In the US, politicians have spent countless billions in taxpayers’ money on military aid for Ukraine. The money goes to the defence industry to produce weapons to send to Ukraine. The defence industry then contributes hearty donations to the politicians’ campaign funds. War’s a racket, and so’s this one.

Revolution of Dignity or Violent Far Right Coup?

Which brings us to the second provocation that led to the current conflict. You may remember the Ukrainian crisis of 2014 which set the scene for recent events. The president of Ukraine, Viktor Yanukovych, was toppled and fled for his life after a violent revolution. Many Ukrainians call this event the Revolution of Dignity. Others called it an American backed far right coup that instigated a wave of Russophobic legislation. It’s undoubtedly true that many of the battalions fighting to topple Yanukovych had neo-Nazi connections.[v]

Torchlight parade in Kiev celebrating Ukrainian national hero and Nazi Stepan Bandera

After the events of 2014, the breakaway pro-Russian republics of Donetsk and Luhansk endured regular bombing as Kiev launched a vicious ‘anti-terrorist’ campaign, causing many thousands of civilian deaths.  The images of casualties and bombed out buildings we’ve seen over the course of the conflict in Ukraine are shocking and horrific. But Russians had been seeing similar images of what Ukrainian forces have inflicted on Russians and Russian speakers in the breakaway republics for years. The Minsk II agreement, agreed by Russia and Ukraine, France and Germany and ratified by the United Nations, was designed to end this conflict. The Ukrainian government couldn’t or wouldn’t implement it.  France and Germany have since admitted that they too had no intention of honouring this peace plan. It was simply an exercise to buy time to arm Ukraine.[vi]

If this agreement had been honoured, we wouldn’t be where we are now.

Russia’s red line was that Ukraine could not become a NATO member as that would mean that nuclear and conventional weapons could be stationed on its border. You may be old enough to remember that the USA was not too happy when the Soviet Union stationed nukes in Cuba. In fact, it almost led to a nuclear confrontation. Fortunately, wise heads and sanity prevailed, and Kennedy and Khrushchev stepped back from the brink. Wouldn’t this be a good idea now?

Bleeding-heart warmongers always want more war. As long as it’s someone else doing the fighting and dying.

But here is the news. We initiated a proxy war against Russia and we lost. That’s the reality we have to deal with. It’s time to make peace, you fools.

The truth is that western political elites care as little about the population of Ukraine as they do for the people of their own countries. If they cared about Ukrainians, this war would have been avoided. We aren’t saving Ukraine. The neo-con Ukrainiacs are sacrificing Ukraine in their war against Russia. Our rabidly Russophobic elites only care about harming Russia, and Ukraine is a tool for doing this. A proxy. A pawn in geopolitical chess, the aim being that a defeated, weakened Russia would disintegrate as Yugoslavia did.

The rest of the world looks on aghast as our hysterical Russophobia and hypocritical, sanctimonious, profiteering brings chaos wherever it goes.

********************

#### ACTIONS TO TAKE
A - Decide whether each statement agrees with the passage on the Ukraine conflict, answering yes or no and quoting the words of the passage that decide it: (i) the passage says Viktor Yanukovych fled after a violent revolution; (ii) the passage says the Minsk II agreement was agreed only by Russia and Ukraine; (iii) the passage says Kennedy and Khrushchev stepped back from the brink.
B - Echo the passage on the Ukraine conflict word for word, starting at "But here is" and ending at "peace, you fools.".
C - According to the passage on the Ukraine conflict, what was Russia's red line?

#### EXTRACTED RECORDS
********************

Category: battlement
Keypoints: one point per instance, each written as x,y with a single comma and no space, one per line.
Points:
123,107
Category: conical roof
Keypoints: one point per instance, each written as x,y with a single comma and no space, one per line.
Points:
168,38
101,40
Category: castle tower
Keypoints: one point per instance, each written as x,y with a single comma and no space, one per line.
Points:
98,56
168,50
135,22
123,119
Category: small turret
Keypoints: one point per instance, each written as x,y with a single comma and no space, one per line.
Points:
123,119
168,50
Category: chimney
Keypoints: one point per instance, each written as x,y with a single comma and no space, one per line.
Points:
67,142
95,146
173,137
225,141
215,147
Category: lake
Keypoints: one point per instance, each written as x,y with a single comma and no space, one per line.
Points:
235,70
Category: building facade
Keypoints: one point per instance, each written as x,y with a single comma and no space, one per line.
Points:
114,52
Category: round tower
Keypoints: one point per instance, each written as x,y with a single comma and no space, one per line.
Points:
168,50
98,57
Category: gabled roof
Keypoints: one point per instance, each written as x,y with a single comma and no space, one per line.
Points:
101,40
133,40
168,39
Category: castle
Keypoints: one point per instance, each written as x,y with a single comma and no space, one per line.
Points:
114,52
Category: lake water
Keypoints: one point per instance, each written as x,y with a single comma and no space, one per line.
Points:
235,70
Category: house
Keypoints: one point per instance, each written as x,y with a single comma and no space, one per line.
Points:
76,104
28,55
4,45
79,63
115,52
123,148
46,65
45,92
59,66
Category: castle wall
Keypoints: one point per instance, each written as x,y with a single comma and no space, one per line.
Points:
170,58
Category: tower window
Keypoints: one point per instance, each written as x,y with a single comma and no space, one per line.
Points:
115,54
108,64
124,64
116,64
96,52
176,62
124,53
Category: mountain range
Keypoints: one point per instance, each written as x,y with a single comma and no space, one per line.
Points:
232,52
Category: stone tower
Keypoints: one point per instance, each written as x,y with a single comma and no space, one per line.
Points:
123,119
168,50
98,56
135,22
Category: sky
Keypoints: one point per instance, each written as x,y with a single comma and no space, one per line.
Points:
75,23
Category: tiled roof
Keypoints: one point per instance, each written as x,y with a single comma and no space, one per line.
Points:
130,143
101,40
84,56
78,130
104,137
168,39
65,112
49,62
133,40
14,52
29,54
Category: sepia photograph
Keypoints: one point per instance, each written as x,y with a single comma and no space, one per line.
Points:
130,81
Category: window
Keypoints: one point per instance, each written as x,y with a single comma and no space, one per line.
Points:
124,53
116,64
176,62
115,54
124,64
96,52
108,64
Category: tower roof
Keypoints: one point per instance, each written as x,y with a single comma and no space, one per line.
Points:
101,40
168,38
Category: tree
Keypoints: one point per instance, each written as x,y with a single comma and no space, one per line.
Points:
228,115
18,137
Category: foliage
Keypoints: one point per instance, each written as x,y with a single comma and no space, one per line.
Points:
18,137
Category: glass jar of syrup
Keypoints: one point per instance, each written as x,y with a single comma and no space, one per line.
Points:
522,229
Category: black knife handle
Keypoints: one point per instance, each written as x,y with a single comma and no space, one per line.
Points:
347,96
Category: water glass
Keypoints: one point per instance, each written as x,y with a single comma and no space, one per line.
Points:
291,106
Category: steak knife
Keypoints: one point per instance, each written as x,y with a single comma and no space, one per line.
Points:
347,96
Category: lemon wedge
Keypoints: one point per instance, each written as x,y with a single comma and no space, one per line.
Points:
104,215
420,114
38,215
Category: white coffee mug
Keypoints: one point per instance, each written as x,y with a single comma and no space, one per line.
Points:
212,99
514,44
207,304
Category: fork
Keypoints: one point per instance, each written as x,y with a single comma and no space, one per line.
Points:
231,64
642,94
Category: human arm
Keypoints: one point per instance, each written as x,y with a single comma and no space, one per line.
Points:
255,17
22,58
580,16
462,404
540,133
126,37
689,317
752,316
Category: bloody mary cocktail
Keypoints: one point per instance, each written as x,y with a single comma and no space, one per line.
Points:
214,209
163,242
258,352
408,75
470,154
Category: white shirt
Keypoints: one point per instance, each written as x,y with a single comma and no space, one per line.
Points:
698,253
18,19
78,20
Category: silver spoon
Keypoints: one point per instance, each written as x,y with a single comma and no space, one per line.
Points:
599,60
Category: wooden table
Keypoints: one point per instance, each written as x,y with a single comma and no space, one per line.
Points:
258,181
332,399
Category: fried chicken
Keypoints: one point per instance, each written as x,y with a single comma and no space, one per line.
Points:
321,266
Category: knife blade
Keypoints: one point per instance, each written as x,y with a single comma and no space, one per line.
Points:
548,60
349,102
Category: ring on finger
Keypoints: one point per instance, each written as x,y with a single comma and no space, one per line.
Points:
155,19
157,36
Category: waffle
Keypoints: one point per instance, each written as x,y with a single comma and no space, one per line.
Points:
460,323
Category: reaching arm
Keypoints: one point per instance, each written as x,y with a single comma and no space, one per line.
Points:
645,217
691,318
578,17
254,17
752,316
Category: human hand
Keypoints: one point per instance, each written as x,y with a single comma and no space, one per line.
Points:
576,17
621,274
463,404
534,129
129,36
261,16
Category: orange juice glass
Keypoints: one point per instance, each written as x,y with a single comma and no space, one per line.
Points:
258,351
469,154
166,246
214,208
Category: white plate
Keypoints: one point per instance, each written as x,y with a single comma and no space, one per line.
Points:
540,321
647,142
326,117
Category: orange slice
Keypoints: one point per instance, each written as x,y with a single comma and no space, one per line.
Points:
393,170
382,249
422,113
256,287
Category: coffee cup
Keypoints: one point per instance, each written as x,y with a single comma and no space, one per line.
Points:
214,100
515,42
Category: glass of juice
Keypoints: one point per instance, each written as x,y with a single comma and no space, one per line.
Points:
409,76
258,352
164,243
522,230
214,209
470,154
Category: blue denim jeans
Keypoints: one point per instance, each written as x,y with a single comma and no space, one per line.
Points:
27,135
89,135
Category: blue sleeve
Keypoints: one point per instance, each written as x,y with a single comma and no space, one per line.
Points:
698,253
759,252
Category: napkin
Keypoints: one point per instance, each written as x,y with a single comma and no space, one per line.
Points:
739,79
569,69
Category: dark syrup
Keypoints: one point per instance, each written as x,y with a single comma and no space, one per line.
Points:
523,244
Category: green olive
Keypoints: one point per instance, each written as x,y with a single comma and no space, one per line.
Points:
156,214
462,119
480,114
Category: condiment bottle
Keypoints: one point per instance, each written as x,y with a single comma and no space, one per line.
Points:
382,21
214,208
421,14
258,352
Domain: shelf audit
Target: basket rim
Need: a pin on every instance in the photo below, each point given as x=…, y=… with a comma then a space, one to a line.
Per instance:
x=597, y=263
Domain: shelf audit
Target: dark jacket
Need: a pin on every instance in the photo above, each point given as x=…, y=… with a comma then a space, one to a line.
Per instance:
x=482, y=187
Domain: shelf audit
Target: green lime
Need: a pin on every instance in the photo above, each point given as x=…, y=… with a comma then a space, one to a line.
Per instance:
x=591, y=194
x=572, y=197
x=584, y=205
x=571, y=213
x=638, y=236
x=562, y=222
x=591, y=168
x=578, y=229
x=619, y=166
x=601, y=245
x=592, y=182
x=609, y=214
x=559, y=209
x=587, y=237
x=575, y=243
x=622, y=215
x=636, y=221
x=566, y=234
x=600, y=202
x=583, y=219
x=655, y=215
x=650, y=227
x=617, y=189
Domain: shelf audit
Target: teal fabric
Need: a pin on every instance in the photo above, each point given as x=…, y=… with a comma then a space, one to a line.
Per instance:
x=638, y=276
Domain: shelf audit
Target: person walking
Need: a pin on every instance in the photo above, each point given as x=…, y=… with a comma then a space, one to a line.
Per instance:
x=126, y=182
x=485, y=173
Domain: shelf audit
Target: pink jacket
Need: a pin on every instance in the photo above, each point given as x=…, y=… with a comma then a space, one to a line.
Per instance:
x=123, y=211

********************

#### SOLVED TASKS
A -
(i) Yes: "was toppled and fled for his life after a violent revolution"
(ii) No: "agreed by Russia and Ukraine, France and Germany"
(iii) Yes: "Kennedy and Khrushchev stepped back from the brink"

B -
But here is the news. We initiated a proxy war against Russia and we lost. That’s the reality we have to deal with. It’s time to make peace, you fools.

C - Ukraine could not become a NATO member.